Work instruction - Go through the data and tally the lines that hold the string "backpack". Reply with the total alone.

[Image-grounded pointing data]
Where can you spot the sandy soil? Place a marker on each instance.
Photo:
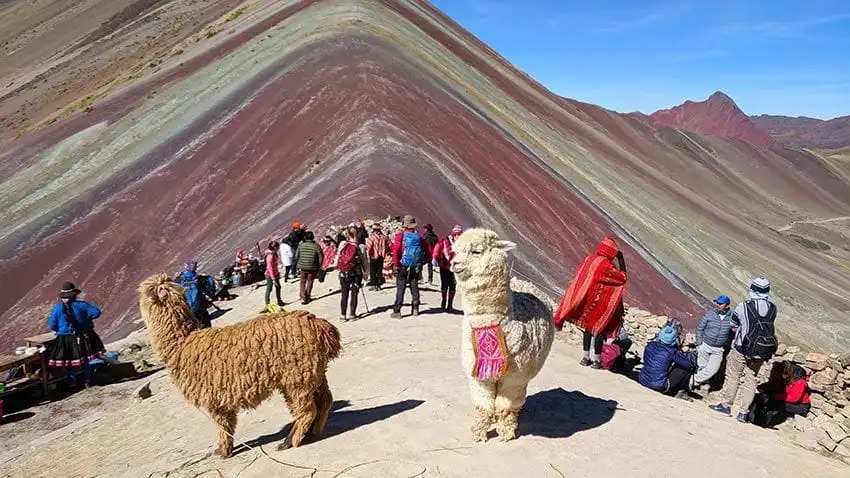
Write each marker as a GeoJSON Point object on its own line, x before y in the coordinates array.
{"type": "Point", "coordinates": [402, 410]}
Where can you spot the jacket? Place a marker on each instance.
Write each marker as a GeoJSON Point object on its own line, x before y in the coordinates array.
{"type": "Point", "coordinates": [658, 359]}
{"type": "Point", "coordinates": [443, 253]}
{"type": "Point", "coordinates": [272, 260]}
{"type": "Point", "coordinates": [83, 316]}
{"type": "Point", "coordinates": [309, 256]}
{"type": "Point", "coordinates": [714, 329]}
{"type": "Point", "coordinates": [377, 246]}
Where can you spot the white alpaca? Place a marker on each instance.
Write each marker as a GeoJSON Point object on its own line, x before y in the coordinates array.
{"type": "Point", "coordinates": [498, 393]}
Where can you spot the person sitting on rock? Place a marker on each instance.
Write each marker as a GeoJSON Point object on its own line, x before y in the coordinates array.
{"type": "Point", "coordinates": [594, 300]}
{"type": "Point", "coordinates": [781, 397]}
{"type": "Point", "coordinates": [665, 368]}
{"type": "Point", "coordinates": [714, 332]}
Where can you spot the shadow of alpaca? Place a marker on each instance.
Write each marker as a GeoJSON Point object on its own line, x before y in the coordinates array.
{"type": "Point", "coordinates": [558, 413]}
{"type": "Point", "coordinates": [341, 422]}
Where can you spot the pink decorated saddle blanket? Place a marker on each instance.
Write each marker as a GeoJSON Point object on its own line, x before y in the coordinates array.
{"type": "Point", "coordinates": [491, 353]}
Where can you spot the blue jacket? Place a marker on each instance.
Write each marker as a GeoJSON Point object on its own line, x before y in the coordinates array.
{"type": "Point", "coordinates": [658, 359]}
{"type": "Point", "coordinates": [84, 313]}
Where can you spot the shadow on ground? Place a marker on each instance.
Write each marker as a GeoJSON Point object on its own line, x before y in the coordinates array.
{"type": "Point", "coordinates": [341, 422]}
{"type": "Point", "coordinates": [558, 413]}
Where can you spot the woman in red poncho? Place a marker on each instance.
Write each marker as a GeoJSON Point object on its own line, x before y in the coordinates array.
{"type": "Point", "coordinates": [594, 300]}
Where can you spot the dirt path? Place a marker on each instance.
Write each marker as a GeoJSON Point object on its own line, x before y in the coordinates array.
{"type": "Point", "coordinates": [402, 410]}
{"type": "Point", "coordinates": [788, 226]}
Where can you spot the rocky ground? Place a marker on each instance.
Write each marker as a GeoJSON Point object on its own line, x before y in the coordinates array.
{"type": "Point", "coordinates": [402, 410]}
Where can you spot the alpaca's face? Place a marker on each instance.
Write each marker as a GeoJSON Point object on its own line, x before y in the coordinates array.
{"type": "Point", "coordinates": [479, 252]}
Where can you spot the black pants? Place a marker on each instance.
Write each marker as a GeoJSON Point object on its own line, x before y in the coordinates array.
{"type": "Point", "coordinates": [376, 272]}
{"type": "Point", "coordinates": [597, 342]}
{"type": "Point", "coordinates": [677, 380]}
{"type": "Point", "coordinates": [403, 277]}
{"type": "Point", "coordinates": [350, 287]}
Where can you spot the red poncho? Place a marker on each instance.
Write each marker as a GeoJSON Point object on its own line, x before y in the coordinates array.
{"type": "Point", "coordinates": [594, 300]}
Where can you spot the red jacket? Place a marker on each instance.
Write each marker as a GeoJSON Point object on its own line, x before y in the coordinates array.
{"type": "Point", "coordinates": [795, 392]}
{"type": "Point", "coordinates": [443, 253]}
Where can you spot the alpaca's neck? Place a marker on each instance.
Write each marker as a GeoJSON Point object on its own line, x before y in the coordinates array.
{"type": "Point", "coordinates": [486, 300]}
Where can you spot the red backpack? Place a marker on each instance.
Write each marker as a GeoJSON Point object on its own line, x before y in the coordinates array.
{"type": "Point", "coordinates": [348, 258]}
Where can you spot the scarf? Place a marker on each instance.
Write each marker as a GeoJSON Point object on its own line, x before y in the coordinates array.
{"type": "Point", "coordinates": [594, 299]}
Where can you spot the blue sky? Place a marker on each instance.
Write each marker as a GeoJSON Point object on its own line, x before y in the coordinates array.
{"type": "Point", "coordinates": [777, 57]}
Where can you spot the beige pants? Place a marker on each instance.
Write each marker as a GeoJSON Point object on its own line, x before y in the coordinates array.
{"type": "Point", "coordinates": [738, 366]}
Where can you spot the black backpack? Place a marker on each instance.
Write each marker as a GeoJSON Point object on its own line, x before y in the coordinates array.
{"type": "Point", "coordinates": [760, 341]}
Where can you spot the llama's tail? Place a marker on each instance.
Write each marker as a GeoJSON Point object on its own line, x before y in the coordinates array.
{"type": "Point", "coordinates": [160, 291]}
{"type": "Point", "coordinates": [328, 335]}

Written solution - 2